SHORT TASK 1
Return the rows unchanged, from the start of the rows through the line containing "POLYGON ((223 117, 292", both ends included.

PASSAGE PROVIDED
++++
“Dope on the damn table.”

If you wanted to take the entire Wire and spin it on its head, you’d retell the whole thing from the perspective of Rawls. In The Wire, he’s a bad guy—the bad guy. He’s a good cop (he’s clearly never lost his ability or passion) who has learned to play the careerist game. He’s bought into the system. He’s a bottom line guy (especially clear in later seasons), a guy who sees the world in black and white extremes. If, at its core, The Wire is a show about Jimmy McNulty’s attempts to change the way the Baltimore Police Department operates (and yes, that’s what this show is, at its core, about), then Rawls is everything against which Jimmy rebels. He’s a dick, plan and simple.

Flip things around to his side though, and you’ve got an entirely different story. Rawls becomes a hardworking natural police who’s gone through years of assholes like Jimmy McNulty who think they’re bigger than the department. He’s got an understanding of entirety—there are reasons why the system needs to set up distance, needs to adhere to procedure. There are reasons why it’s better to be friends with politicians than enemies—better one’s career, yes, but also for the ongoing (relative) success of the BPD. Rawls is a complex man (we’ll talk in season two about the tiny little moment that could, if you let it, blow everything you think you know about the man entirely out of the water) doing a difficult job, facing resistance from both below and above.
++++
DATA TO PROCESS
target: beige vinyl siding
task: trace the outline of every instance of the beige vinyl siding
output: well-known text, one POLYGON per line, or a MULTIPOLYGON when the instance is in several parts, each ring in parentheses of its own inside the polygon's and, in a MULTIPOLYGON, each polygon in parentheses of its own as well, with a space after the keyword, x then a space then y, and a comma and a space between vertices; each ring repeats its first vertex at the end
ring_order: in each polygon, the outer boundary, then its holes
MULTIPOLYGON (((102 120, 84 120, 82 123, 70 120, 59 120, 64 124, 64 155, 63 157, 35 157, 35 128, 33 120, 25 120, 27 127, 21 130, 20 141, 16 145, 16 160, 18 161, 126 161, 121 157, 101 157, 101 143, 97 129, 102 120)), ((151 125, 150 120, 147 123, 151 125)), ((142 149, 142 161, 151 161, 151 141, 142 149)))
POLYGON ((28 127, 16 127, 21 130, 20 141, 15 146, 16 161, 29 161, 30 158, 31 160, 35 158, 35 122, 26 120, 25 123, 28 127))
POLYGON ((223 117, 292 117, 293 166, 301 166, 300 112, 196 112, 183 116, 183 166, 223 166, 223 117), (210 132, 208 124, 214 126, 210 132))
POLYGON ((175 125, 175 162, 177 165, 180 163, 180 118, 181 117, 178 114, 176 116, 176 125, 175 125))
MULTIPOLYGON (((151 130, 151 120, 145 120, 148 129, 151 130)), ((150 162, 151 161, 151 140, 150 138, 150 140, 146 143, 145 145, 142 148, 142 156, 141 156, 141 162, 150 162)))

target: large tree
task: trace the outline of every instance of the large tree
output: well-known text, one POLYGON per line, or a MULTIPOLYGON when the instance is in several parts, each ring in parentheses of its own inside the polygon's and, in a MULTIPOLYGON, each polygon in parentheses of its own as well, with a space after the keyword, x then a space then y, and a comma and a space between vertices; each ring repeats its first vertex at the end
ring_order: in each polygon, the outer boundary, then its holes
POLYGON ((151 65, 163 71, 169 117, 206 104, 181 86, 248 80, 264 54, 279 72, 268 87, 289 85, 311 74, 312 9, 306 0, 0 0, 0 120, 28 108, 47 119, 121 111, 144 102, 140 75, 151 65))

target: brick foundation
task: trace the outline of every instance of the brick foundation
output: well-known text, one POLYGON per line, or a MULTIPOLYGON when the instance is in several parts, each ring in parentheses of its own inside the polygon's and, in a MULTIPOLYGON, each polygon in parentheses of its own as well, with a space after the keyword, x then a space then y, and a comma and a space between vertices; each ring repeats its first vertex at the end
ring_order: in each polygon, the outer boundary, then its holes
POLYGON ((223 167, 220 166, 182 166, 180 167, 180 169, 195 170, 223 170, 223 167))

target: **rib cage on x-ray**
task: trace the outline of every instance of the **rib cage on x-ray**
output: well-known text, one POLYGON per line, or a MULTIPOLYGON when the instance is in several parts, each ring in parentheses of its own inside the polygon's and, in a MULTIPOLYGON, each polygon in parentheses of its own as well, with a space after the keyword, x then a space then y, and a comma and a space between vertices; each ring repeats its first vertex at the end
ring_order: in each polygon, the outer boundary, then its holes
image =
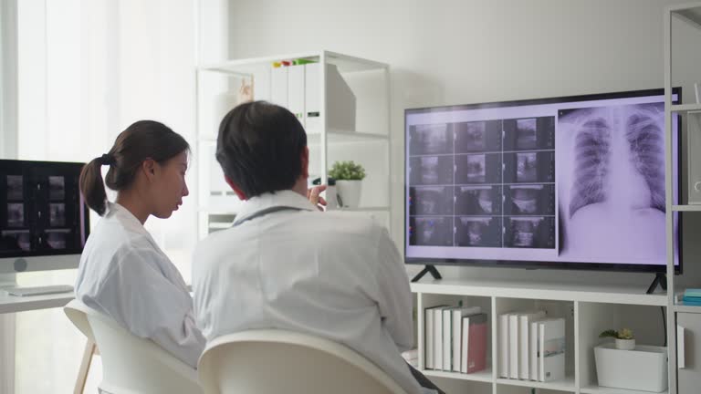
POLYGON ((596 109, 586 111, 587 118, 581 120, 575 138, 570 217, 586 205, 606 201, 605 184, 613 154, 629 154, 633 168, 650 190, 650 207, 664 212, 664 140, 658 109, 638 105, 603 114, 596 109), (623 136, 618 136, 616 125, 623 128, 623 136), (621 137, 628 152, 612 150, 612 139, 621 137))
POLYGON ((626 123, 626 140, 635 170, 650 188, 650 206, 664 212, 664 140, 654 119, 633 114, 626 123))
POLYGON ((575 139, 574 184, 570 217, 580 208, 605 200, 604 181, 611 154, 611 129, 602 118, 585 121, 575 139))

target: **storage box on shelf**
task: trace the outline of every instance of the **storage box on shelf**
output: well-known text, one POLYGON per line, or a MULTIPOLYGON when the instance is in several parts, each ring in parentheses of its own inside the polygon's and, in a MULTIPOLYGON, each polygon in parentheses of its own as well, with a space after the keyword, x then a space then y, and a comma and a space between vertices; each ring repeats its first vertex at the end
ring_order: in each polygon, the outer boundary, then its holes
MULTIPOLYGON (((589 392, 602 394, 640 394, 600 387, 594 363, 594 347, 604 343, 599 334, 612 327, 628 327, 641 344, 659 345, 664 341, 660 306, 666 296, 645 295, 633 286, 584 285, 570 284, 525 283, 514 281, 444 279, 412 284, 416 294, 419 368, 428 377, 442 381, 483 382, 496 392, 589 392), (427 368, 425 309, 442 305, 480 306, 488 316, 487 369, 464 374, 427 368), (564 320, 564 378, 537 381, 530 378, 501 377, 499 316, 508 313, 544 311, 547 318, 564 320), (657 322, 657 324, 654 324, 657 322)), ((535 319, 533 320, 535 321, 535 319)), ((520 366, 520 365, 519 365, 520 366)), ((467 384, 467 383, 466 383, 467 384)))
MULTIPOLYGON (((389 66, 330 51, 237 59, 198 67, 200 233, 209 211, 235 213, 237 199, 227 193, 212 158, 219 122, 245 99, 288 108, 305 127, 309 180, 324 183, 336 161, 361 163, 366 191, 354 214, 390 225, 389 66), (212 159, 212 160, 210 160, 212 159)), ((215 227, 215 226, 214 226, 215 227)))

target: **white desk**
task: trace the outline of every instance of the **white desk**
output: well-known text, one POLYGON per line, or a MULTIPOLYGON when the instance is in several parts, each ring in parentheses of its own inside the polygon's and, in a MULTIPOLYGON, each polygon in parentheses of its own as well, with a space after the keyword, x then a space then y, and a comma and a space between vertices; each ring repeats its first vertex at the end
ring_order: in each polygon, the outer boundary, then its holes
POLYGON ((71 292, 53 295, 17 296, 0 290, 0 314, 63 307, 75 298, 71 292))
MULTIPOLYGON (((0 315, 16 312, 26 312, 37 309, 63 307, 75 298, 72 291, 52 295, 17 296, 10 296, 5 290, 0 290, 0 315)), ((89 340, 85 344, 83 358, 76 379, 74 393, 82 393, 85 381, 90 368, 92 355, 95 354, 95 345, 89 340)))

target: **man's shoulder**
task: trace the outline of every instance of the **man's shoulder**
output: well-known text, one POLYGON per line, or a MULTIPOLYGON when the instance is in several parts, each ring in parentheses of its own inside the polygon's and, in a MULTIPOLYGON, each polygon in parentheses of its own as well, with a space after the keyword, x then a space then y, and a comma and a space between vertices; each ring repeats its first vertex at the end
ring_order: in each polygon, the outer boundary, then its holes
POLYGON ((329 233, 347 234, 372 234, 381 232, 382 227, 363 213, 330 211, 314 214, 318 229, 329 233))

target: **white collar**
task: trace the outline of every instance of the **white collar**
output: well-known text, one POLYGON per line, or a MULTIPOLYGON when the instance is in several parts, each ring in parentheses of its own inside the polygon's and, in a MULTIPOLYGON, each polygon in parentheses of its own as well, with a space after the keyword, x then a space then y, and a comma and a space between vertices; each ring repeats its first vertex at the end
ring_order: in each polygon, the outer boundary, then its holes
POLYGON ((130 230, 135 230, 139 233, 149 233, 146 231, 146 228, 143 227, 143 224, 141 224, 139 219, 137 219, 130 210, 124 208, 117 202, 107 202, 107 213, 105 214, 105 217, 112 215, 115 219, 120 221, 124 225, 124 227, 127 227, 130 230))
POLYGON ((301 211, 315 211, 316 207, 304 196, 291 190, 267 192, 246 200, 236 213, 233 225, 245 222, 263 211, 271 208, 291 208, 301 211))

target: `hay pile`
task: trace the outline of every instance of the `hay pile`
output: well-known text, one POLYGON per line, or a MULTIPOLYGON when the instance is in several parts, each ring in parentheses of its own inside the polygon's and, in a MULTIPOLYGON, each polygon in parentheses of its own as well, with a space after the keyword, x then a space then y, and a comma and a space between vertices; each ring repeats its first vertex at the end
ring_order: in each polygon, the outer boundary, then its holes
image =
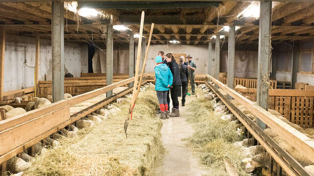
POLYGON ((121 109, 115 115, 79 130, 77 136, 63 137, 58 147, 35 157, 25 175, 151 175, 163 152, 156 95, 154 86, 140 93, 128 138, 123 124, 130 102, 125 100, 114 104, 121 109))
POLYGON ((202 163, 208 167, 210 176, 228 176, 225 171, 224 158, 230 161, 239 175, 251 175, 241 165, 242 152, 233 145, 243 137, 236 132, 236 124, 220 119, 221 115, 214 115, 211 103, 205 99, 199 88, 196 92, 202 95, 186 105, 193 113, 187 121, 195 125, 195 129, 192 136, 185 139, 187 145, 197 152, 202 163))

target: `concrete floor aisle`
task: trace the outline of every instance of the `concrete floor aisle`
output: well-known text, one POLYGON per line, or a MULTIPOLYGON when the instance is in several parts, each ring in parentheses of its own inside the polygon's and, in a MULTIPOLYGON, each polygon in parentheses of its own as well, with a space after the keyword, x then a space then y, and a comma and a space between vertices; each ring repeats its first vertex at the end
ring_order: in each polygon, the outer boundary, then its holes
MULTIPOLYGON (((195 98, 195 95, 186 96, 185 104, 195 98)), ((156 169, 156 175, 198 176, 208 174, 201 168, 197 156, 193 156, 191 149, 185 146, 186 142, 182 140, 191 135, 194 130, 192 125, 185 120, 192 114, 188 110, 187 106, 181 106, 181 97, 179 97, 179 99, 180 117, 161 120, 163 123, 161 140, 166 153, 163 163, 156 169)))

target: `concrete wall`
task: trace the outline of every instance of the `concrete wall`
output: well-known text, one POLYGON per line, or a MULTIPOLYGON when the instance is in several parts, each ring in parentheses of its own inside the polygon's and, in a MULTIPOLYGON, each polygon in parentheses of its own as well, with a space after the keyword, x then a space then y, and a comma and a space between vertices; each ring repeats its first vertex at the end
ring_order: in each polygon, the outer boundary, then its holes
MULTIPOLYGON (((7 35, 4 54, 4 91, 34 86, 34 69, 24 65, 35 65, 34 38, 7 35), (25 50, 26 49, 26 56, 25 50)), ((65 66, 75 77, 79 77, 82 70, 88 70, 87 44, 66 44, 64 45, 65 66), (83 63, 83 64, 81 64, 83 63)), ((39 80, 52 80, 52 47, 50 40, 40 40, 39 80)))
MULTIPOLYGON (((214 44, 213 44, 214 45, 214 44)), ((135 49, 135 51, 137 50, 135 49)), ((208 73, 208 45, 185 45, 185 44, 154 44, 149 48, 145 72, 154 73, 156 66, 155 58, 158 51, 163 51, 165 54, 168 53, 185 53, 193 56, 193 61, 196 64, 196 74, 207 74, 208 73)), ((136 52, 135 52, 136 53, 136 52)), ((213 52, 214 58, 214 50, 213 52)))

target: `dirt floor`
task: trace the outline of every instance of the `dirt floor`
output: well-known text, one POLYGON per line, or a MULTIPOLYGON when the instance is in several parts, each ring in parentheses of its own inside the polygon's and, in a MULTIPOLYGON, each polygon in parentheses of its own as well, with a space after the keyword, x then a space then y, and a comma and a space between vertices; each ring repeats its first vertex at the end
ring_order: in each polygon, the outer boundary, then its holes
MULTIPOLYGON (((188 104, 196 95, 186 96, 185 104, 188 104)), ((180 104, 180 117, 169 117, 161 120, 161 140, 166 149, 163 163, 156 169, 157 176, 202 176, 208 174, 201 166, 197 156, 192 154, 192 151, 185 145, 186 141, 182 139, 191 135, 194 130, 192 125, 186 121, 192 115, 187 107, 181 106, 181 97, 179 97, 180 104)), ((159 116, 158 116, 159 117, 159 116)))

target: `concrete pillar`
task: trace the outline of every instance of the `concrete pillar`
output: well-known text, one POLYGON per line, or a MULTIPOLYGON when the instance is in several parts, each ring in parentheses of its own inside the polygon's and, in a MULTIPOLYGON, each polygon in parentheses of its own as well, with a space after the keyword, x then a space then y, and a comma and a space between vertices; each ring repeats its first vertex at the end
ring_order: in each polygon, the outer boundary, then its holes
POLYGON ((219 80, 219 63, 220 61, 220 36, 216 36, 216 58, 215 59, 214 78, 219 80))
POLYGON ((64 98, 64 12, 63 1, 52 3, 52 102, 64 98))
POLYGON ((0 26, 0 103, 2 103, 3 101, 5 50, 5 27, 0 26))
MULTIPOLYGON (((257 102, 266 110, 267 110, 269 88, 263 82, 263 78, 266 78, 268 80, 269 77, 269 63, 271 52, 271 0, 261 1, 257 102)), ((258 119, 257 122, 262 129, 266 128, 266 125, 260 119, 258 119)))
MULTIPOLYGON (((129 77, 134 76, 134 35, 130 35, 130 44, 129 45, 129 77)), ((133 87, 134 82, 130 83, 129 87, 133 87)))
POLYGON ((39 92, 39 88, 38 86, 38 77, 39 70, 39 59, 40 58, 40 39, 39 38, 39 33, 36 32, 36 48, 35 51, 35 86, 36 87, 36 92, 38 94, 39 92))
POLYGON ((295 89, 295 83, 299 71, 299 62, 300 61, 300 45, 299 43, 295 43, 292 51, 292 59, 291 65, 291 86, 292 89, 295 89))
POLYGON ((212 75, 211 74, 211 60, 212 58, 212 50, 211 49, 212 46, 211 41, 209 41, 208 42, 208 74, 209 75, 212 75))
MULTIPOLYGON (((234 88, 234 79, 235 78, 235 56, 236 55, 236 40, 235 35, 236 26, 230 26, 228 35, 228 87, 234 88)), ((232 98, 228 95, 229 99, 232 98)))
MULTIPOLYGON (((106 86, 112 84, 113 80, 113 25, 107 25, 107 44, 106 49, 106 86)), ((106 93, 107 97, 112 95, 112 90, 106 93)))

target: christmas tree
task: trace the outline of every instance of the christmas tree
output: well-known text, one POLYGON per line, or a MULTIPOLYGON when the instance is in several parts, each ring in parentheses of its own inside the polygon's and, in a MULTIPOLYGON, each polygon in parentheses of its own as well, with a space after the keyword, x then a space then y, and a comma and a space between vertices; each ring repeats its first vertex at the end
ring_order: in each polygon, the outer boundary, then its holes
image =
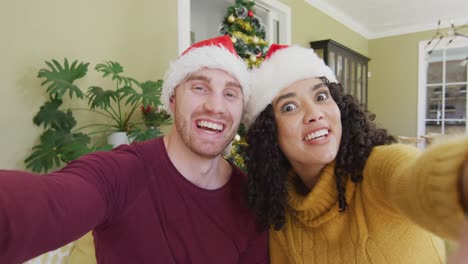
++++
SHORT TASK 2
From the passage on Rawls, write out the part that opens with the words containing "If you wanted" and closes with "plan and simple.", switching "careerist" to "bureaucratic".

WRITTEN RESPONSE 1
target: beige vinyl siding
task: trace the outline of every instance of the beige vinyl siding
output: well-known text, one POLYGON per line, or a MULTIPOLYGON when the instance is in several parts, each ring in parentheses of its own inside the polygon's and, in a MULTIPOLYGON, each polygon in parentheses of its own as well, with a space after the keyword, x then a space then y, and a comma and a space between vertices; each ring repeats its first vertex at the end
ring_order: in each polygon, the outer boundary, then its holes
MULTIPOLYGON (((102 120, 84 120, 82 123, 70 120, 59 120, 64 124, 64 155, 63 157, 35 157, 35 128, 33 120, 25 120, 27 127, 21 130, 20 141, 16 145, 16 160, 18 161, 126 161, 121 157, 101 157, 101 143, 97 129, 102 120)), ((151 125, 150 120, 147 123, 151 125)), ((142 149, 142 161, 151 161, 151 141, 142 149)))
POLYGON ((28 127, 16 127, 21 130, 20 141, 15 146, 16 161, 29 161, 30 158, 31 160, 35 158, 35 122, 26 120, 25 123, 28 127))
POLYGON ((223 117, 292 117, 293 166, 301 166, 300 112, 196 112, 183 116, 183 166, 223 166, 223 117), (210 132, 208 124, 214 126, 210 132))

WRITTEN RESPONSE 2
If you wanted to take the entire Wire and spin it on its head, you’d retell the whole thing from the perspective of Rawls. In The Wire, he’s a bad guy—the bad guy. He’s a good cop (he’s clearly never lost his ability or passion) who has learned to play the bureaucratic game. He’s bought into the system. He’s a bottom line guy (especially clear in later seasons), a guy who sees the world in black and white extremes. If, at its core, The Wire is a show about Jimmy McNulty’s attempts to change the way the Baltimore Police Department operates (and yes, that’s what this show is, at its core, about), then Rawls is everything against which Jimmy rebels. He’s a dick, plan and simple.